Passage to read.
---*---
Yet a further objective of the present invention is to provide a method for manufacturing recyclable inorganic paper, which has a composition comprising 60-85 wt % natural inorganic mineral powders, inorganic glass powders, and sand powders, 15-40 wt % bonding agent of PP (which comprises a mixture of PLA or PP and PE) and 1-5 wt % assisting agents, whereby depending upon the assisting agents used, the paper can be biodegradable, which is decomposed in the nature by microorganisms into carbon dioxide and water, or photo-degradable, which can be decomposed by exposure to ultraviolet components contained in the sun light to have main chains of large molecules thereof broken, or oxidation decomposable, which is decomposed through oxidation of the constituent materials thereof with oxygen to form oxides. Thus, the disposed paper can be returned to the earth, generates no toxicant gas or cause water pollution, so as to completely meet the requirement for environmental protection.

The foregoing objectives and summary provide only a brief introduction to the present invention. To fully appreciate these and other objects of the present invention as well as the invention itself, all of which will become apparent to those skilled in the art, the following detailed description of the invention and the claims should be read in conjunction with the accompanying drawings. Throughout the specification and drawings identical reference numerals refer to identical or similar parts.

Many other advantages and features of the present invention will become manifest to those versed in the art upon making reference to the detailed description and the accompanying sheets of drawings in which a preferred structural embodiment incorporating the principles of the present invention is shown by way of illustrative example.

BRIEF DESCRIPTION OF THE DRAWINGS

FIG. 1 is a schematic view showing a compression and extension paper making device according to the present invention.

FIG. 2 is a schematic view showing an automatic metering machine according to the present invention.

FIG. 3 is a schematic view showing an automatic stirring and mixing machine according to the present invention.

FIG. 4 is a schematic view showing a combined sheet forming machine according to the present invention.

FIG. 5 is a schematic view showing a high-density squeezing machine according to the present invention.

FIG. 6 is a schematic view showing a five-roller compression and extension machine according to the present invention.

FIG. 7 is a schematic view showing a cooling and shaping machine according to the present invention.

FIG. 8 is a schematic view showing an automatic roll-winding machine according to the present invention.

FIG. 9 is a schematic view showing a trimming machine according to the present invention.
---*---
Extracted records.
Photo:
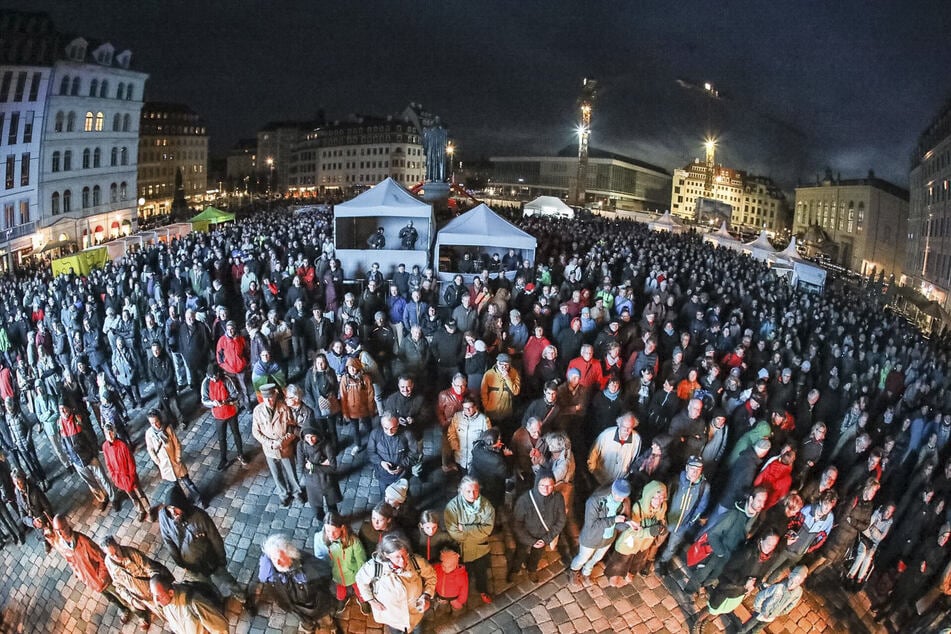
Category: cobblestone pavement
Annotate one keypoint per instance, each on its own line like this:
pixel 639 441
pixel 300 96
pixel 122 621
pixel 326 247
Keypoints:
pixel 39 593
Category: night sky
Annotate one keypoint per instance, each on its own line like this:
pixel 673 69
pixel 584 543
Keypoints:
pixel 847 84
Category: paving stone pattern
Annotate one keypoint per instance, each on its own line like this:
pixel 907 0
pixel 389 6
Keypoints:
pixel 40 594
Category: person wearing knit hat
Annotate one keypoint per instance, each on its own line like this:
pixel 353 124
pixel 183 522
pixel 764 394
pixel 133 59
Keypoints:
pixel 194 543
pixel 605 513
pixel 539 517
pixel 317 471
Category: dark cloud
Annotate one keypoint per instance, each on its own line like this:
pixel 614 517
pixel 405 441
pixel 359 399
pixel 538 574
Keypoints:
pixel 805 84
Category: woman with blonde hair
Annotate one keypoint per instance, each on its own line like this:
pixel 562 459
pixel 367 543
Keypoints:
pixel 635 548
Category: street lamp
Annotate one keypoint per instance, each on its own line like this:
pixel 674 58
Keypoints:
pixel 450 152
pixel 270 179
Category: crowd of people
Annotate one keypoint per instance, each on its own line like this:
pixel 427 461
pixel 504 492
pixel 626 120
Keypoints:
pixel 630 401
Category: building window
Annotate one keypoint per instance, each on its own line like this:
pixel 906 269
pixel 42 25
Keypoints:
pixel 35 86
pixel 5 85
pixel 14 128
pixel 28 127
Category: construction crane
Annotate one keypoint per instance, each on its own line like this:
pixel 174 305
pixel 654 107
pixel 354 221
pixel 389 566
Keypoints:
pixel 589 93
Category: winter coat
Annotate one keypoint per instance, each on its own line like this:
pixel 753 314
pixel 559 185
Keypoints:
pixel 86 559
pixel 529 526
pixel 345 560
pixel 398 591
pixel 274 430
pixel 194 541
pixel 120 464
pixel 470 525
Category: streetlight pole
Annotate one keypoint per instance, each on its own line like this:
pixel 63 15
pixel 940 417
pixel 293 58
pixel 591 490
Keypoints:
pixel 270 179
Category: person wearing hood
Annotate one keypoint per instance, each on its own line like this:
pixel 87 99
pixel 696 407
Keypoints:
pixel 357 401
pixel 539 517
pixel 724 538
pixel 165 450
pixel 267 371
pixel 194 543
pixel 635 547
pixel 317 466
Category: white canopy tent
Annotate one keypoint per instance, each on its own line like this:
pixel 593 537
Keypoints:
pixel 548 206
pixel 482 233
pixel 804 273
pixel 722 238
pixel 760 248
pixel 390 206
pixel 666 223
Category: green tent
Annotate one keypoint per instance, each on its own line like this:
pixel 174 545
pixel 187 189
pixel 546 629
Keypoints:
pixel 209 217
---*---
Problem details. Write the next part of the patent text on making inorganic paper, picking up right after its last sentence. The records have nothing to do with the patent text on making inorganic paper.

Exercise result.
FIG. 10 is a schematic view showing a dual-side coating machine according to the present invention.

FIG. 11 is a schematic view showing an automatic leveling machine according to the present invention.

FIG. 12 is a schematic view showing a front surface coating machine according to the present invention.

FIG. 13 is a schematic view showing a dry type baking oven according to the present invention.

FIG. 14 is a schematic view showing a back surface coating machine according to the present invention.

FIG. 15 is a schematic view showing a paper rolling machine according to the present invention.

DETAILED DESCRIPTION OF THE PREFERRED EMBODIMENTS

The following descriptions are exemplary embodiments only, and are not intended to limit the scope, applicability or configuration of the invention in any way. Rather, the following description provides a convenient illustration for implementing exemplary embodiments of the invention. Various changes to the described embodiments may be made in the function and arrangement of the elements described without departing from the scope of the invention as set forth in the appended claims.

Referring to FIGS. 1-9, the present invention provides a method for manufacturing recyclable inorganic paper, which has a composition comprising 60-85 wt % natural inorganic mineral powders (such as calcium carbonate (including light calcium carbonate, heavy calcium carbonate, colloid calcium carbonate, active heavy calcium carbonate), pulverized coal powder, calcium sulfate, barium sulfate, kaolin, mica powder, zinc oxide, dolomite powder, calcium silicate, glass fiber, hollow micro-particle of glass, silica powder, chalk powder, talcum powder, pigment, titanium dioxide, silicon dioxide, bentonite, clay, diatomite, and mixtures thereof (which is or is not subjected to calcination); inorganic glass powders, which are subjected to grinding to be in a powdery form as a primary constituent that can be directly deposited into a compression and extension paper making device 10 (trimmed residuals or scraps being also directly fed back to the machine for compression and extension, so that no waste may be generated); and which are sand particles that are available from deserts and subjected to grinding into a powdery form; 15-40 wt % bonding agent of polypropylene (PP) (which comprises a mixture of polylactic acid (PLA) or PP and polyethylene (PE)); and 1-5 wt % assisting agents. The material of PP used may comprise a combination of PP and low density PE, ethylene vinyl acetate (EVA), and PLA. The assisting agents may include one or more of coupling agent, slipping agent (dispersing agent), anti-static agent, solid softening agent, activating agent, promoter, aging prevention agent, scorch prevention agent, bonding agent, heat resisting agent, initiator agent, polymerization catalyst, dispersing agent, emulsifying agent, plasticizer, heat/light stabilizer, fire retardant, and mold release agent. The coupling agent may include di(dioctyl phosphate)ethylene and/or β-(3,4-epoxycyclohexyl)ethyltrimethoxysilane). The slipping agent may include gelatin and/or methyl cellulose. The anti-static agent may include octadecyldiethanolaminc.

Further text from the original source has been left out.